THE TASK ->
Please reproduce every one of the records below word for word, keeping each line unchanged.

* start *

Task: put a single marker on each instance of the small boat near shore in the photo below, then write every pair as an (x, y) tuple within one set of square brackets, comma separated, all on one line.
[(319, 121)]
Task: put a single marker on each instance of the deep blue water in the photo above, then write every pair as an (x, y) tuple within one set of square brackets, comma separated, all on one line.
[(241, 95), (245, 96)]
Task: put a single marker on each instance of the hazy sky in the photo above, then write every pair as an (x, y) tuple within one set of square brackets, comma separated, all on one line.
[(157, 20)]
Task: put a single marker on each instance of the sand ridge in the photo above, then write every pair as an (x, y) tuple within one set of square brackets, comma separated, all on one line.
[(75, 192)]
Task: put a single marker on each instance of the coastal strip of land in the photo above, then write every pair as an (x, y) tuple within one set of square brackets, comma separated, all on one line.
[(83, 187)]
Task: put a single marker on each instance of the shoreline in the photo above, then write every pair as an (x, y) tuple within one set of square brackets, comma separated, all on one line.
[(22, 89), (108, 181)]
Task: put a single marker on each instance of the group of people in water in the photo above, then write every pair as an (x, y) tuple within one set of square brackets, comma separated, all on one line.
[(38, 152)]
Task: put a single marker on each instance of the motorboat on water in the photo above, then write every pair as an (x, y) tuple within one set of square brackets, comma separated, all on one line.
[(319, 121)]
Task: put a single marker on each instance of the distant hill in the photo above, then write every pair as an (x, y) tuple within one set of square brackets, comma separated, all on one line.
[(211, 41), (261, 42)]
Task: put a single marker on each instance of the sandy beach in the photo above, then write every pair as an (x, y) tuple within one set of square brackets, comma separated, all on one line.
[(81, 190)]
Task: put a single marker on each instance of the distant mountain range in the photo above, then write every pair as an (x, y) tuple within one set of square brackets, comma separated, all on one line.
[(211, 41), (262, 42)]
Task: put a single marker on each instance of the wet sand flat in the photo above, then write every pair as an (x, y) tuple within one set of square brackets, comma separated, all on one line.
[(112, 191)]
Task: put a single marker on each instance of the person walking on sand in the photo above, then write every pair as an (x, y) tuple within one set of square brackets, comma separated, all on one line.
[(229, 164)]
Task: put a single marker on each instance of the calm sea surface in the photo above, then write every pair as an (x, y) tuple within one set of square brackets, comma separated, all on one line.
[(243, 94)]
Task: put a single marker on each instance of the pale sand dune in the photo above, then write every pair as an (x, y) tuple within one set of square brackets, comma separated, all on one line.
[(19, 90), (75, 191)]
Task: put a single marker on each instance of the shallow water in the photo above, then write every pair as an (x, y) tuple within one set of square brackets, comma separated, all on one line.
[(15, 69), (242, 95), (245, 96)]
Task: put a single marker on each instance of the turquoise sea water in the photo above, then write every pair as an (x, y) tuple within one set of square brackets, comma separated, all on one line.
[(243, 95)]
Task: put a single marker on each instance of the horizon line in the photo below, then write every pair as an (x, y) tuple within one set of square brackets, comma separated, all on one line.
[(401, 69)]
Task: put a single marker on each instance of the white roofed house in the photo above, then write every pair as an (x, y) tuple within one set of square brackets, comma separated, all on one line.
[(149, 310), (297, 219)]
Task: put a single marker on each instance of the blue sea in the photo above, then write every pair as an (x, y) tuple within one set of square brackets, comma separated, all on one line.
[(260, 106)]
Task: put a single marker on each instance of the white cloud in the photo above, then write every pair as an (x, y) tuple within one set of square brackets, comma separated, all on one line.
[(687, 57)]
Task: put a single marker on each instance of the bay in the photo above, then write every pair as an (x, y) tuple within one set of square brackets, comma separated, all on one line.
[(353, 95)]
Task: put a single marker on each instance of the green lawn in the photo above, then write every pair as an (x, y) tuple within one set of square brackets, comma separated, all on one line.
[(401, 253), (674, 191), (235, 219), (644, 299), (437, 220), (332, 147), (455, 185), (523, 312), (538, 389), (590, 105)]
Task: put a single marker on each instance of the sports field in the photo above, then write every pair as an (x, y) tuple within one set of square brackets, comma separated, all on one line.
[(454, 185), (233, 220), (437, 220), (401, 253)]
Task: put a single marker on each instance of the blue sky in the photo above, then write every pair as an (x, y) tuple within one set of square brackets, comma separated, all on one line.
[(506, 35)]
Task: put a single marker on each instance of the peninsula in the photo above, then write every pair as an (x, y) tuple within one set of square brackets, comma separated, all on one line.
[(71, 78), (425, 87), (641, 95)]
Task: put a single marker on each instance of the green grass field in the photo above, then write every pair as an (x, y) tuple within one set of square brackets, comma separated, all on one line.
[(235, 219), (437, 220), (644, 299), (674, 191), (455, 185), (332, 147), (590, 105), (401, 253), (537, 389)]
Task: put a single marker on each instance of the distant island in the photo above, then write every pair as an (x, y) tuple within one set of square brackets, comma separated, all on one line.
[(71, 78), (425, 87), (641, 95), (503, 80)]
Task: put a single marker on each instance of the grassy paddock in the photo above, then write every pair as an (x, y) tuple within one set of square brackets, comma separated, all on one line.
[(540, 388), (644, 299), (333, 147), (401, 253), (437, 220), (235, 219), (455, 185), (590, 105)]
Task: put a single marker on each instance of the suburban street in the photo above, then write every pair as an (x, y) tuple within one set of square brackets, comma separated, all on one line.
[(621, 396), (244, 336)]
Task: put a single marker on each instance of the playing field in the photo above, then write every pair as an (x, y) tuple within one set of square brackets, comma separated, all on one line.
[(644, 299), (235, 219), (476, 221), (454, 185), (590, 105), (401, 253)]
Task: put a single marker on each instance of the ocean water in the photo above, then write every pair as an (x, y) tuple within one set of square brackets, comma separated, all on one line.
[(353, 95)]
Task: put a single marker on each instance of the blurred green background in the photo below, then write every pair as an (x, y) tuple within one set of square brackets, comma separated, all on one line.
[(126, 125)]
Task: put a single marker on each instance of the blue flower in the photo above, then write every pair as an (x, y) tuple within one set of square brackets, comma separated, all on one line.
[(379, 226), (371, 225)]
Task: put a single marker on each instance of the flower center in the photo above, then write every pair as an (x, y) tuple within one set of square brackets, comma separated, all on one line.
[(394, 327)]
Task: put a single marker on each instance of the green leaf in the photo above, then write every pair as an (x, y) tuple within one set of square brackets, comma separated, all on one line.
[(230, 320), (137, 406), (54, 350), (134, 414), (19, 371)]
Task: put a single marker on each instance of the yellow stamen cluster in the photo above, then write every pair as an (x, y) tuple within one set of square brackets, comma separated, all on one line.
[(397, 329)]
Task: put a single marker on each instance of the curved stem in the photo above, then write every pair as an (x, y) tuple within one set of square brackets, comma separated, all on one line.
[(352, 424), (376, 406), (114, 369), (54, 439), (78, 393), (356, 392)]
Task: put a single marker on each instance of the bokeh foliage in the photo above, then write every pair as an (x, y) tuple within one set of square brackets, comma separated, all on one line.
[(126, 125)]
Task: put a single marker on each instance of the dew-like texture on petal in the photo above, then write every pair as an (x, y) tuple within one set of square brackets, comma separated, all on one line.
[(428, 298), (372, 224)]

* end *

THE RESPONSE ->
Task: put a single marker on each instance of the small boat near shore in the photo below, then write every pair as an (x, y) tuple within one set of square brackets, comma separated, all on one line.
[(319, 121)]
Task: put a single marker on each instance of the deep blue water in the photo above, then write every pair as an (x, y) tuple within one set of square brackets, comma separated, all on one line.
[(241, 95), (245, 96)]
Task: put a single marker on each instance of the hazy sky in the photo above, then write every pair as an (x, y) tuple within one set of square brackets, comma separated, all on one line.
[(157, 20)]
Task: put a single marker on each instance of the sand ridge in the photo above, then write every pair as an (x, y) tuple within one set of square brackets, comma separated, all on one line.
[(75, 192)]
Task: put a single marker on each instance of the coastal strip of land in the photo above, then write every pair as an (x, y) tuple within one set of square brackets, comma separated, all on one line.
[(83, 187)]
Task: put a single marker on each instance of the shoreline in the photo above, then write every pair as an (x, y) tuple within one set of square brackets, comma separated, all on one line.
[(22, 89), (108, 181)]
Task: put a single marker on each instance of the group of people in water in the photo above, then write every pair as an (x, y) tuple within one set of square brackets, comma separated, all on one line.
[(38, 152)]
Task: put a single marker on each instance of the motorboat on water in the photo above, then write every pair as an (x, y) tuple within one set of square brackets, comma separated, all on one line.
[(319, 121)]
Task: put a single marker on each instance of the distant hill in the photo above, then write every pair as an (x, y) tuple within one set of square brackets, comma separated, all on one line.
[(211, 41), (261, 42)]
Task: put a single marker on each instance of the sandy beach in the photo above, then write every pair as an (x, y) tuple within one set of square brackets, comma separated, all on one line.
[(81, 190)]
Task: put a single marker on each instance of the distant mountain range in the photo above, then write every pair as an (x, y) tuple within one set of square brackets, comma separated, all on one line.
[(211, 41), (262, 42)]
Task: put a single marker on each instance of the wet sand flat in the photo above, then write every pair as an (x, y) tuple within one set of square brackets, comma separated, all on one line.
[(112, 191)]
Task: put a single marker on each instance of the person walking on sand in the photo above, then write every pair as an (x, y) tuple within one set of square brackets, comma separated, all on one line.
[(229, 164)]
Task: put a single marker on each instance of the calm sea surface in the photo above, then write every pair as an (x, y) tuple within one set of square brackets, comma separated, all on one line.
[(243, 94)]
Task: put a single marker on each instance of the pale sand dune in the photo above, then write every pair as an (x, y) tuple within one set of square brackets, comma separated, all on one line.
[(19, 90), (75, 191)]
Task: put a single marker on each instance of the shallow water in the photo above, then write every pair as an (x, y) tuple within one set of square brackets, comma separated, all on one line.
[(15, 69), (242, 95), (245, 96)]
Task: put a single marker on each instance of the turquoise sea water in the photo above, then write every pair as an (x, y) tuple within one set of square brackets, comma separated, all on one line.
[(243, 95)]
Task: put a single marker on each instance of the horizon line in the photo below, then write every pair as an (x, y) tuple within one set of square brackets, comma separated, all on one line.
[(401, 69)]
Task: put a single marker on each instance of the white roofed house in the photo above, then write every pair as an (x, y) tuple within one set of square brackets, comma separated, all on one line.
[(149, 310), (297, 219)]
Task: put a single marker on each instance of the blue sea in the photo above, then write every pair as an (x, y) tuple within one set of square brackets, comma separated, all on one line.
[(260, 106)]
Task: put a single marker on each instance of the white cloud in the photo above, then write every pair as an (x, y) tuple within one set of square brackets, comma separated, all on one line.
[(687, 57)]
Task: put a single marker on each instance of the bay in the photo above, then write every pair as an (x, y) tuple within one set of square brackets, comma separated, all on one line.
[(353, 95)]
Task: put a single marker on each instance of the green lawn in the photo above, then write every pair as an (x, y) tuple within one set of square brackets, comma separated, all on one line.
[(401, 253), (674, 191), (235, 219), (644, 299), (437, 220), (332, 147), (455, 185), (523, 312), (538, 389), (590, 105)]
Task: put a single marker on each instance of the sports field in the photo above, then write every pair as an (x, y) tuple within one set of square brackets, comma separated, all on one line.
[(454, 185), (233, 220), (437, 220), (401, 253)]
Task: put a single marker on each instance of the blue sky in the photo above, then write every pair as an (x, y) tuple within one set of square brackets, comma separated, all on one line.
[(506, 35)]
Task: put a single marker on each instance of the peninsula in the photo above, then write every pair as an (x, y) tuple within one set of square brackets, comma separated, all on one line.
[(71, 78), (425, 87), (641, 95)]
Task: put a single marker on each instance of the green grass field in the photo above, then write every pair as an (x, y) tuple within one set of square brackets, comma separated, all on one line.
[(235, 219), (437, 220), (644, 299), (674, 191), (455, 185), (332, 147), (590, 105), (401, 253), (537, 389)]
Task: put a single marker on each instance of the distant island in the photo above, then write every pair as an (x, y) tuple within one set of square brackets, comma separated, all on one line.
[(71, 78), (425, 87), (641, 95), (503, 80)]
Task: put a single marker on each instance of the grassy paddock in the photo above, then write every pair as an (x, y) tuple within one set of square brackets, comma separated, all on one line.
[(540, 388), (644, 299), (333, 147), (401, 253), (437, 220), (235, 219), (455, 185), (590, 105)]
Task: put a single marker on each instance of the suburban street in the photo above, then write every pair as an (x, y) tuple within one set of square brackets, comma separated, all on one line.
[(621, 396), (244, 336)]
Task: put a single marker on each instance of the playing field in the photo above, then write every pair as an (x, y) tuple within one set of square brackets, comma separated, all on one line.
[(644, 299), (235, 219), (476, 221), (454, 185), (590, 105), (401, 253)]
Task: put a single marker on each instance of the ocean water in the photo above, then write every pair as an (x, y) tuple within one set of square brackets, comma separated, all on one line.
[(353, 95)]
Task: put a single marker on each instance of the blurred green background in the photo below, then write every pair as an (x, y) tuple within one set of square brackets, comma separated, all on one line.
[(126, 125)]
Task: put a single marker on each instance of the blue flower in the photo above, then write every pair as an (x, y) tuple within one set of square brackets, comma separated, all on one line.
[(379, 226), (371, 225)]
Task: put a single marker on each instance of the flower center in the photo above, then write every pair as an (x, y) tuple within one set of square brackets, comma separated, all on one line.
[(394, 327)]
Task: put a single marker on each instance of the green leaf in the photo above, then write every pair as an (x, y) tuple within one set of square brackets, comma separated, all on one line.
[(230, 320), (137, 406), (54, 350), (134, 414), (19, 371)]
Task: put a single marker on each instance of the yellow stamen cluster in the photo above, then write every pair as an (x, y) tuple within one set of square brackets, comma separated, all on one line.
[(397, 329)]
Task: put a single marker on each instance of the curved stem in the photo above, then write every pair as an (x, y) tuple within one set of square brackets, comma separated, all on one line.
[(352, 424), (376, 406), (114, 369), (54, 439), (78, 393), (356, 392)]
Task: put a single marker on each instance of the bokeh foliage in the photo above, then write every pair as an (x, y) tuple within one set of square brackets, comma separated, all on one line.
[(126, 125)]
Task: put a single marker on each instance of the dew-like texture on petal in the photo above, then write every pair as an (x, y) tuple within one set of square brackets, comma separated, all on one line.
[(428, 298), (372, 224)]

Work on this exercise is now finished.